- _Your objective_
Copy the rows word for word, beginning with the first line of the rows and continuing through the line that contains "positive clicks: (914, 44) (308, 220)", with both ends included.

-------- Exercise input

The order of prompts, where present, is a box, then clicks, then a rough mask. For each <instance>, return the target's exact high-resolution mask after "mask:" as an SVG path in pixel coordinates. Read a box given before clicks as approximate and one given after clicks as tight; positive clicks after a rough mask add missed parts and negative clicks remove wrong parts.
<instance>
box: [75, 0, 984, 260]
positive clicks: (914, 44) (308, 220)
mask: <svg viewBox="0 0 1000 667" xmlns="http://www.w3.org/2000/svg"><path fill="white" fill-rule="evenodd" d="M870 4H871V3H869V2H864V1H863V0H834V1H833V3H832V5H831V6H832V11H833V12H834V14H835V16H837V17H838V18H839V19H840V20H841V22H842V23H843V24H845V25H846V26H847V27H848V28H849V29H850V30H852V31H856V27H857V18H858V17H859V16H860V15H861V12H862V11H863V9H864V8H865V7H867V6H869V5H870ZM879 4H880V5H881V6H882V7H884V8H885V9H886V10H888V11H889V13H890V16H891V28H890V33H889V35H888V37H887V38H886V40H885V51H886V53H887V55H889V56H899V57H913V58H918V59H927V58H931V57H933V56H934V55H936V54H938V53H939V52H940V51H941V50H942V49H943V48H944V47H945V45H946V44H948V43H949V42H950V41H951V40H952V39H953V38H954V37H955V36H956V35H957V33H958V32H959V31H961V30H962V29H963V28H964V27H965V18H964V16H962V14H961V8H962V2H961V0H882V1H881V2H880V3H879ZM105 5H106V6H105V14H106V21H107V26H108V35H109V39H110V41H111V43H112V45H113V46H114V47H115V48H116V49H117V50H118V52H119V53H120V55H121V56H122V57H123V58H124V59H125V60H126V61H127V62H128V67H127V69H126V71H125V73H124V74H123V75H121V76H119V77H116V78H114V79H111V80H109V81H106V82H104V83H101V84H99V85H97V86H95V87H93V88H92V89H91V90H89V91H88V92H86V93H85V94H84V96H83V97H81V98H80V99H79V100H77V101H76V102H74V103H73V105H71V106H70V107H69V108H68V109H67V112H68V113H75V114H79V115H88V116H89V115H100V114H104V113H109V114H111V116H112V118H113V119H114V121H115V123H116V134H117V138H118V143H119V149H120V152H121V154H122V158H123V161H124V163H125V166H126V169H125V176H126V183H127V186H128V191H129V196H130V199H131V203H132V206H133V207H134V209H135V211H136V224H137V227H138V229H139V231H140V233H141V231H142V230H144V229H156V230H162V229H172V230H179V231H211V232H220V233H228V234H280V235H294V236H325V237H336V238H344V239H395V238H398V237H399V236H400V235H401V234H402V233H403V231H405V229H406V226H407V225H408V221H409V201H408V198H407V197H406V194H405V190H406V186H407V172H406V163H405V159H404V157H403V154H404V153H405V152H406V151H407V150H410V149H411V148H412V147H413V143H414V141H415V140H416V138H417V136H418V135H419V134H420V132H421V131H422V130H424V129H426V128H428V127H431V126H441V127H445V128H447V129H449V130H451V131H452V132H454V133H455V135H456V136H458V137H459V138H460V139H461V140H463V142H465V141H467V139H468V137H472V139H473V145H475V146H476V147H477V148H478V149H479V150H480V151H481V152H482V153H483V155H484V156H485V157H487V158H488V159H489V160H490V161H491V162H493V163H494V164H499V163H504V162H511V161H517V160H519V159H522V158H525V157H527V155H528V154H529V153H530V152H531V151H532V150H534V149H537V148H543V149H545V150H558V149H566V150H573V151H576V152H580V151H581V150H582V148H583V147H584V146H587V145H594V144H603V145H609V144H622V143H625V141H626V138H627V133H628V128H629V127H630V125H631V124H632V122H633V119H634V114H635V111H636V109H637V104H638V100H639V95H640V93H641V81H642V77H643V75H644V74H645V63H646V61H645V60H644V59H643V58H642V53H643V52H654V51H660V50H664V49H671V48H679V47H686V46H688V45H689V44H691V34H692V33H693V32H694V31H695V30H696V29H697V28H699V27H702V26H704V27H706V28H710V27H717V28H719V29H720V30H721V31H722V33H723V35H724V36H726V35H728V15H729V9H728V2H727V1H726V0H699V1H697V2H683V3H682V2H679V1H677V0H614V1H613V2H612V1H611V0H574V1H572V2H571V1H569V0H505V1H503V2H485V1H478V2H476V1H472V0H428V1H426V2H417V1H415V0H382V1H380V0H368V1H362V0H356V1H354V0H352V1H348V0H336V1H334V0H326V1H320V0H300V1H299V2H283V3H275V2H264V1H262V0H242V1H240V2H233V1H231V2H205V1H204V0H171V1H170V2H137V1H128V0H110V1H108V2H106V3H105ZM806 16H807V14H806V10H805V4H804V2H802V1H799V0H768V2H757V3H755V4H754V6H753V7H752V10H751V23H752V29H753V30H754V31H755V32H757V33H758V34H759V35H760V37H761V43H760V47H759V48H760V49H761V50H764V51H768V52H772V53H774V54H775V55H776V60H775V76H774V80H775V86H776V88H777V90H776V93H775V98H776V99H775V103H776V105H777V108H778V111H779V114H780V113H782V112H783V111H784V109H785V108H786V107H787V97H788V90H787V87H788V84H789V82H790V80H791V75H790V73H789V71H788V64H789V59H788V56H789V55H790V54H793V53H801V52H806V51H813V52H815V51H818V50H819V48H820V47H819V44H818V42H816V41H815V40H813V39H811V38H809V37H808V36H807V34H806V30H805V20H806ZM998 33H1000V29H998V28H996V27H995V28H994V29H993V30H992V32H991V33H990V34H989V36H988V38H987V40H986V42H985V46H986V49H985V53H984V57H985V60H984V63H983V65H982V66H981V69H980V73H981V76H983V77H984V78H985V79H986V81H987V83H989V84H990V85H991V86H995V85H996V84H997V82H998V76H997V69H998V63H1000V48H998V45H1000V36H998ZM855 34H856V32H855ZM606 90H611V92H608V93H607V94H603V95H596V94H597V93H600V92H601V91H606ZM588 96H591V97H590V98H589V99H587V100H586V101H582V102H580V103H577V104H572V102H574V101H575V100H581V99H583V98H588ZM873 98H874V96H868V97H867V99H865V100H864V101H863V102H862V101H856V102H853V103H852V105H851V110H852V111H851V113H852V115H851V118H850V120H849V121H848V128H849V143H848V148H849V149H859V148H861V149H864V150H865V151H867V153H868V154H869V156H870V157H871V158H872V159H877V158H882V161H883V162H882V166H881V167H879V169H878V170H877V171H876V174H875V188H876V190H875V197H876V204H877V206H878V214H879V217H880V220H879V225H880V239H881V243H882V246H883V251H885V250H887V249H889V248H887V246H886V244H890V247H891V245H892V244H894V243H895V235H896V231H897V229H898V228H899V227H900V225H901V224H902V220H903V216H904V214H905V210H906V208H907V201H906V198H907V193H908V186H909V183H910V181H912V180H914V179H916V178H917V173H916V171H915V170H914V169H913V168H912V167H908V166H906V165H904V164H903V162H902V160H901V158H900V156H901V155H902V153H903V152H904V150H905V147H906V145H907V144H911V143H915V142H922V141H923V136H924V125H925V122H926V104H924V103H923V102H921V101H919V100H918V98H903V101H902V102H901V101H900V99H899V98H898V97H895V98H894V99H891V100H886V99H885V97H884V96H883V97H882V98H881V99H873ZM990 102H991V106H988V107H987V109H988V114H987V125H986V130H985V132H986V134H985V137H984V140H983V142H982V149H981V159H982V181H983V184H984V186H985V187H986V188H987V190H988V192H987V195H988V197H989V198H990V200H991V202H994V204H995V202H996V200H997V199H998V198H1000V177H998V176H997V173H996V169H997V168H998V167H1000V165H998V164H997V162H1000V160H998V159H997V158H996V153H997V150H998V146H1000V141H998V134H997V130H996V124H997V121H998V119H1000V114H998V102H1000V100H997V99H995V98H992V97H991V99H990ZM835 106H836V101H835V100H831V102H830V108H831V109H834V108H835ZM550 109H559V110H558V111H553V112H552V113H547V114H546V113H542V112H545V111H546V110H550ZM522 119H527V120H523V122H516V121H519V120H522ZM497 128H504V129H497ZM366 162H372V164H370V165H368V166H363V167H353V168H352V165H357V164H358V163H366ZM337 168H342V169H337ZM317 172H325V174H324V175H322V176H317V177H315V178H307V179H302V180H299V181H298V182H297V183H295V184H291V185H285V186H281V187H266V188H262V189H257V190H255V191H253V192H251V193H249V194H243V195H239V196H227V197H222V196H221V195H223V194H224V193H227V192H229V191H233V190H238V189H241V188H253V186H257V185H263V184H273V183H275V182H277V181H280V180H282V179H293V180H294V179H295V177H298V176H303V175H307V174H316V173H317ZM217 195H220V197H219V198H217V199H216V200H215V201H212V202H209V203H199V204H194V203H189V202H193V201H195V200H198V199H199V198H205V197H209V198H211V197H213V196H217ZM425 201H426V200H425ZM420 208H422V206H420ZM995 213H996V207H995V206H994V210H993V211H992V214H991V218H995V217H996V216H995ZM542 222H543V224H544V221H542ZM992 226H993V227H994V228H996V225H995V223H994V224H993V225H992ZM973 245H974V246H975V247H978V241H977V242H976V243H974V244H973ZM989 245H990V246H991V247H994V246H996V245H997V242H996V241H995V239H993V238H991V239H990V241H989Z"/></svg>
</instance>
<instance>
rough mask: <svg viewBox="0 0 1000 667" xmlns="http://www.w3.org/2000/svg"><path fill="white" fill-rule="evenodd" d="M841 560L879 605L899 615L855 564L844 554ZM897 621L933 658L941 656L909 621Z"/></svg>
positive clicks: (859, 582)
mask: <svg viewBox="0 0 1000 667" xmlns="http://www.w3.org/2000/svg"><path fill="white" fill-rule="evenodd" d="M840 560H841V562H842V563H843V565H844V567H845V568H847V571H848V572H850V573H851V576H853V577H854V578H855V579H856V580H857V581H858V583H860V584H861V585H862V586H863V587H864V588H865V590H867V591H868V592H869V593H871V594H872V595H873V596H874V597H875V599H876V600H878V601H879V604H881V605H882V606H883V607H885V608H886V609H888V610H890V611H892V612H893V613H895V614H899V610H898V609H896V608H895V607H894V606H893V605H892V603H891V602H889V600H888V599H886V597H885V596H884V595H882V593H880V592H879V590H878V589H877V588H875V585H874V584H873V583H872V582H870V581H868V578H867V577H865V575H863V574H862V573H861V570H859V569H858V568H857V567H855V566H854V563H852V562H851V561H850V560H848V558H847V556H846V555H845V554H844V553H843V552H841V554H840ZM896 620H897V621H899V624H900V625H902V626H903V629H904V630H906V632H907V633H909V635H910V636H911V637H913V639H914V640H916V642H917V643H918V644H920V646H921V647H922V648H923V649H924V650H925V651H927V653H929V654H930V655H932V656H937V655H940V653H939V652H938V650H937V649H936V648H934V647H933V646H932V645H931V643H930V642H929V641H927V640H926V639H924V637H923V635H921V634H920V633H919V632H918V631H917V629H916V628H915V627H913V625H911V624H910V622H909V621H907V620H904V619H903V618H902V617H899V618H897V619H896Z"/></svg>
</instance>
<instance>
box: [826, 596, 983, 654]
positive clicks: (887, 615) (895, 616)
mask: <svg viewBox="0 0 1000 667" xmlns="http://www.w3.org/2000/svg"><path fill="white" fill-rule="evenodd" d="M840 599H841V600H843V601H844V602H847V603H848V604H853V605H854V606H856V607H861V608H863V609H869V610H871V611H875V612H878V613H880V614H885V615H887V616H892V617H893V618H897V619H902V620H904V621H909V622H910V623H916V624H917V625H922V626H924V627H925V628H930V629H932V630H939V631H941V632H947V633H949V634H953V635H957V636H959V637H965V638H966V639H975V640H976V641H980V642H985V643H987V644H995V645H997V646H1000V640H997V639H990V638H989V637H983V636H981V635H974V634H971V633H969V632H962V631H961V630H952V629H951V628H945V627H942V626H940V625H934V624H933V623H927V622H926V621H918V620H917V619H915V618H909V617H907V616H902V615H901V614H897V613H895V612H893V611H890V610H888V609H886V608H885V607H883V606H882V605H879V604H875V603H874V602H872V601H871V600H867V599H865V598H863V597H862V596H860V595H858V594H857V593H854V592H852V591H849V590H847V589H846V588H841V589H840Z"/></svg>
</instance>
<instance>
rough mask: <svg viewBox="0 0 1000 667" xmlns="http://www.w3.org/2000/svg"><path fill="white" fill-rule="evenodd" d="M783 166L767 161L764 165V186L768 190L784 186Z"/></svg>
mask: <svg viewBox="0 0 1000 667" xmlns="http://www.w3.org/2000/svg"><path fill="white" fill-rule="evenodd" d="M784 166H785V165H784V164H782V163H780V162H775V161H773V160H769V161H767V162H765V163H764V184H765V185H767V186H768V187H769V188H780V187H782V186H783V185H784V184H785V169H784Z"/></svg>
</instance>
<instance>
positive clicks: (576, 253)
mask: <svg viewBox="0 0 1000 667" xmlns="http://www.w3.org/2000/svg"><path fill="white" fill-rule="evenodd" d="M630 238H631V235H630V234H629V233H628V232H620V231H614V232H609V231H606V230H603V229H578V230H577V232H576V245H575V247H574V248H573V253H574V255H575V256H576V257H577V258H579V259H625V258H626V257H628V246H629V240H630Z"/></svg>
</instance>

----------------

- _Answer for this exercise_
The order of prompts, where present, is a box, then clicks, then a rough mask. For each <instance>, return the target's exact high-resolution mask after "mask:" as an SVG path in pixel coordinates. Read a box given before clicks as approximate and one given after clicks as tight; positive clicks after a rough mask add missed parts and negative clicks remove wrong parts.
<instance>
box: [75, 0, 984, 260]
positive clicks: (914, 44) (308, 220)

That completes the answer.